# 任务
请把下面记录中从含有“of the yellowing”的那一行起到记录末尾的各行原样抄写出来，首尾两行都要包括。

====== 练习数据

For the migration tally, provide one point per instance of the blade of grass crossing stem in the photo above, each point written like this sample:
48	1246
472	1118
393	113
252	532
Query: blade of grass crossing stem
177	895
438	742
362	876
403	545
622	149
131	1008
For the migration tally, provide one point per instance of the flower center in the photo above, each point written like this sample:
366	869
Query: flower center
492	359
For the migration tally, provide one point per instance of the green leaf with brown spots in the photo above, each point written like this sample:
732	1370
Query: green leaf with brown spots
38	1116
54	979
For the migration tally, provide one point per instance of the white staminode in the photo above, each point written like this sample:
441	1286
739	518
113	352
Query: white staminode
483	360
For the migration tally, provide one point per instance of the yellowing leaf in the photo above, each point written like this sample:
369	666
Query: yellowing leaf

============

# 正确输出
For the migration tally, provide one point per instance of the yellowing leaf in the photo above, each point written like this sample:
369	666
Query: yellowing leaf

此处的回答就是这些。